REQUIRED WORK
In this exercise, print only the lines from the line with "Annotate the bare" to the last line of the data below, inclusive. Any pictures should be left out.

[Records from a point labeling set]
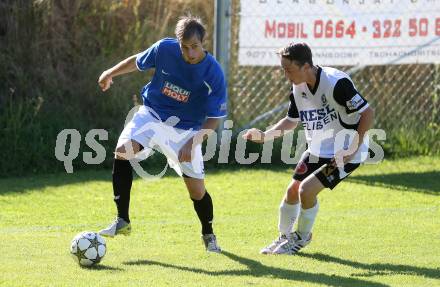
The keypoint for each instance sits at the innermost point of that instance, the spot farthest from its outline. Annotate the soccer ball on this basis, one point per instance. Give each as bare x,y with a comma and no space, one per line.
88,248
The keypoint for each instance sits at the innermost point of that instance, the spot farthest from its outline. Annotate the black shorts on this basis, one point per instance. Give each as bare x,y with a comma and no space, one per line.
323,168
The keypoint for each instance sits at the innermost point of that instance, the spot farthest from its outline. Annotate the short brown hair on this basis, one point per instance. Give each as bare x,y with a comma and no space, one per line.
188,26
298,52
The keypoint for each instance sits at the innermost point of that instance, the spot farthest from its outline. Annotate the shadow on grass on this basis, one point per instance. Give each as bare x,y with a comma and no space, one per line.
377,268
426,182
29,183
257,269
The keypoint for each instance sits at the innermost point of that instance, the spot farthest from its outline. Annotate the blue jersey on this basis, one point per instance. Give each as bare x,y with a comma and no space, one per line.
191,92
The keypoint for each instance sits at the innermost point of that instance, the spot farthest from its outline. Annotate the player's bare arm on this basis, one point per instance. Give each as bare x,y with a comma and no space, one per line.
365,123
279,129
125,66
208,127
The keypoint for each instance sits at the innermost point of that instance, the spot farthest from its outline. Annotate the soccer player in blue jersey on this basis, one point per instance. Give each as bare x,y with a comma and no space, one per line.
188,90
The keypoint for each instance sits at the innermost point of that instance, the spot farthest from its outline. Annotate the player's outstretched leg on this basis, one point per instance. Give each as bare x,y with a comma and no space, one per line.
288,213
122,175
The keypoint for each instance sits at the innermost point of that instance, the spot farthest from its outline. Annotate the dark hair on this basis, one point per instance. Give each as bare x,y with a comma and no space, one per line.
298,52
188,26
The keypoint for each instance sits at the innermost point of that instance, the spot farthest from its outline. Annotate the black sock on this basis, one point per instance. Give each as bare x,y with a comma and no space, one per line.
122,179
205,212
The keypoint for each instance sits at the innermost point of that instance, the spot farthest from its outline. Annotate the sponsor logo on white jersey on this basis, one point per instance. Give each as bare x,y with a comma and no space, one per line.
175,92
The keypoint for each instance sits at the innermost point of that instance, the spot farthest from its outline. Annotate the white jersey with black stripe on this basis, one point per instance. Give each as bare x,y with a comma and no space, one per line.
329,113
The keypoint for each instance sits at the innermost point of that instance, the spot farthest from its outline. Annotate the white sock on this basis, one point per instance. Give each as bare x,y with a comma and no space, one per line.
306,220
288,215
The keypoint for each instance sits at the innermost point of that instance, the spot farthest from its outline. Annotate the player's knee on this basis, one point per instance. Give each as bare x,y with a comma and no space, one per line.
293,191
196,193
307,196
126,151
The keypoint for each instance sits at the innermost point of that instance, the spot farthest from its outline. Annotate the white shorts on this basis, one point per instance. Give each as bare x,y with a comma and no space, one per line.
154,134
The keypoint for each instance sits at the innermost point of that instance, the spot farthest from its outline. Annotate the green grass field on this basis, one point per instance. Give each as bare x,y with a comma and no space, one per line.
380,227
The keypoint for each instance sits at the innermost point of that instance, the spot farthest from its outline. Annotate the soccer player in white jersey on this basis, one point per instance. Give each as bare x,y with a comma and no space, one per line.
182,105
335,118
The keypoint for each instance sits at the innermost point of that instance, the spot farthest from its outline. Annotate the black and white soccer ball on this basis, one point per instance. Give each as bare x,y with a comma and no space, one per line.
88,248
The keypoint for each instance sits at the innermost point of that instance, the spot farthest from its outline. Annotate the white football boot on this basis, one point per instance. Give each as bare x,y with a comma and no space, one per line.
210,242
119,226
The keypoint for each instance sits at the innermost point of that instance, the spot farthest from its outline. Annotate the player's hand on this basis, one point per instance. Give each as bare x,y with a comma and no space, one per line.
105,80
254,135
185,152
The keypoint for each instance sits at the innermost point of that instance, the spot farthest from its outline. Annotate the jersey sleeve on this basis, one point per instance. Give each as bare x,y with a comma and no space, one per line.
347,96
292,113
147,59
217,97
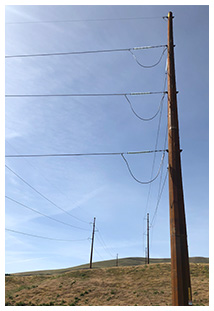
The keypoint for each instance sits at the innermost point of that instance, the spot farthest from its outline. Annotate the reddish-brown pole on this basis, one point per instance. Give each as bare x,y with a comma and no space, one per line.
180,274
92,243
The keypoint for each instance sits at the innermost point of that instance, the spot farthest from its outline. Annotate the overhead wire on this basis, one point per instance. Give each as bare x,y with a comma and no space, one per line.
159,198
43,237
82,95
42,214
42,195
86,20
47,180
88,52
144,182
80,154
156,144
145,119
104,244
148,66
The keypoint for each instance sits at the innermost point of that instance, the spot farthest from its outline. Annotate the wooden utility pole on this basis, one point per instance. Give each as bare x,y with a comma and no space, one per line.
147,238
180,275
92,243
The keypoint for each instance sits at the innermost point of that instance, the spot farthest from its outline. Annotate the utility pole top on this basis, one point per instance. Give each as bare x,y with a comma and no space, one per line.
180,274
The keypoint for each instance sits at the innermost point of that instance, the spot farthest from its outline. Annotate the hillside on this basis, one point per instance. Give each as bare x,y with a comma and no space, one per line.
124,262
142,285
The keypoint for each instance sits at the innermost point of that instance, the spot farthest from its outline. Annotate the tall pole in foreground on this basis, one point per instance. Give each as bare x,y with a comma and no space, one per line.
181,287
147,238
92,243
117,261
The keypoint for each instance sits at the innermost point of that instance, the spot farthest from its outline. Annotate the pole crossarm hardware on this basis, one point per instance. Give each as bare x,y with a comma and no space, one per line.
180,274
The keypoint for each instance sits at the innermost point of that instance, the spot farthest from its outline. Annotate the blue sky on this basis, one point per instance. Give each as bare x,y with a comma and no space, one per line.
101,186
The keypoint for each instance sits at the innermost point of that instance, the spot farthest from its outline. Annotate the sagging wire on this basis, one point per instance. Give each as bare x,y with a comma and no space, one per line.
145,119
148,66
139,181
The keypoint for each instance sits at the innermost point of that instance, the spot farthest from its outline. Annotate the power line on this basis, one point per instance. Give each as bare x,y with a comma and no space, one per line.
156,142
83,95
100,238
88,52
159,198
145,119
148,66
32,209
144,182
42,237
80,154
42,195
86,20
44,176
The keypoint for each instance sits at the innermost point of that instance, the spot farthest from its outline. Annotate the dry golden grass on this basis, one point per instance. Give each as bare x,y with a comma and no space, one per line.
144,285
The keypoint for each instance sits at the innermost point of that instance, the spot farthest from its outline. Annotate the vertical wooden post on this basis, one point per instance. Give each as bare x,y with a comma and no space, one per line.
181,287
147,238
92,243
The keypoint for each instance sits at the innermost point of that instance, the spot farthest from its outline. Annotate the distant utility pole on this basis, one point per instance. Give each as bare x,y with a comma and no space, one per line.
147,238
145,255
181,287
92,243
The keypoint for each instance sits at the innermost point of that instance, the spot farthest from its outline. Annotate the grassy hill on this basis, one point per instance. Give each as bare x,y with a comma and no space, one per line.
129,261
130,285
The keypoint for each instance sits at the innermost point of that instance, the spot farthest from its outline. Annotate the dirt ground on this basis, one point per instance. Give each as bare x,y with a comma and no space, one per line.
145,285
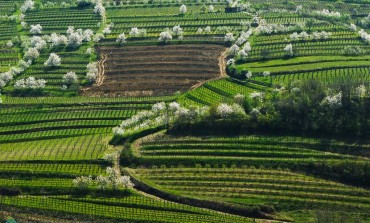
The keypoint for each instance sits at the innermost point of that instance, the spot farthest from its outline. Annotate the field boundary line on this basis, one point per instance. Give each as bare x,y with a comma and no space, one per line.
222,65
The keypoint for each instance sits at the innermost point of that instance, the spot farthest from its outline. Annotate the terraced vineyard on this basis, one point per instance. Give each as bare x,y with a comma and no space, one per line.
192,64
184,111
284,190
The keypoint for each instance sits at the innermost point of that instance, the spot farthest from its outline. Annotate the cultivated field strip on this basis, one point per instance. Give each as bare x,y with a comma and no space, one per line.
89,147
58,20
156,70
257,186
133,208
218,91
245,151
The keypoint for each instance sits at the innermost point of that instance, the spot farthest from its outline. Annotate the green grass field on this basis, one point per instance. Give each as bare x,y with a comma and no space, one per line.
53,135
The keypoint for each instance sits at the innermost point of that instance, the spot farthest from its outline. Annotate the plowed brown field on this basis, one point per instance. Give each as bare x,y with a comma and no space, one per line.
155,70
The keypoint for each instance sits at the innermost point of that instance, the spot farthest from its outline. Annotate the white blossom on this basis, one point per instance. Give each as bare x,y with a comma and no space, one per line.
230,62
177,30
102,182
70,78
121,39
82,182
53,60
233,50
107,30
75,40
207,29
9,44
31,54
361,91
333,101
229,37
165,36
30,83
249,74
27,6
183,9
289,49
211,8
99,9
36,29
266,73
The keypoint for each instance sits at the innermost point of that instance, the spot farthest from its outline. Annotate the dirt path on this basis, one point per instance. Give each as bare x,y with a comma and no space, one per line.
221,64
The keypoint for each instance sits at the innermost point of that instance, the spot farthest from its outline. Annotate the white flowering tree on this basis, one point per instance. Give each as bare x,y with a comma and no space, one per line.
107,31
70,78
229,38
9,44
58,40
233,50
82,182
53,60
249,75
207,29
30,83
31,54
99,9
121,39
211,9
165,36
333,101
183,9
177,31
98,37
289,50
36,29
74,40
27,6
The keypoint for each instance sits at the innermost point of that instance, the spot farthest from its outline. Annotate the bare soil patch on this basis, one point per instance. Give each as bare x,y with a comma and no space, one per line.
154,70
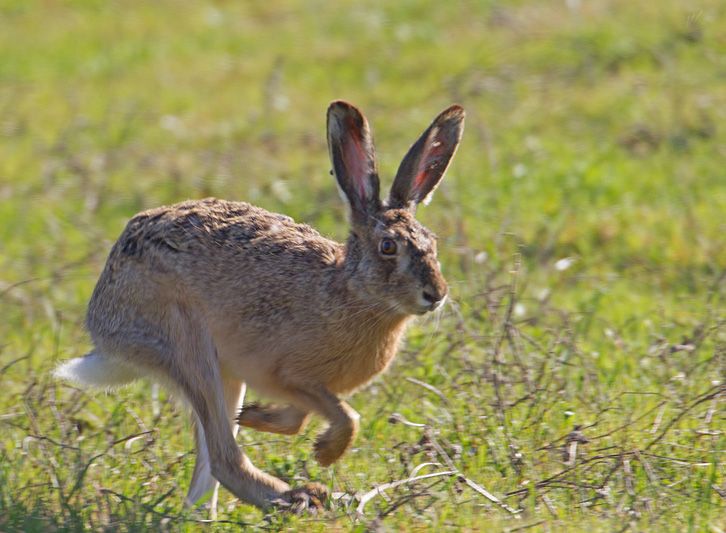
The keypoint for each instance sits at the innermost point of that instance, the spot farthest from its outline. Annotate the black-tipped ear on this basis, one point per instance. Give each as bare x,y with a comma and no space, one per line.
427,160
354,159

EXERCISE RESULT
The keypoint for each instance sits at the innermost point of that instance, the spot farthest from its outline. Annotate the bare soil patch on this basis, one point per instance. Give each as bare x,y with a comma and no space, one per line.
154,70
The keypoint for each instance sits at the innermost point of that instance, the spot farthest from its outline. Annotate the black-tipped ear on this basis, one point per instance. Give each as bare x,y with a comma and no space, one per line.
427,160
354,159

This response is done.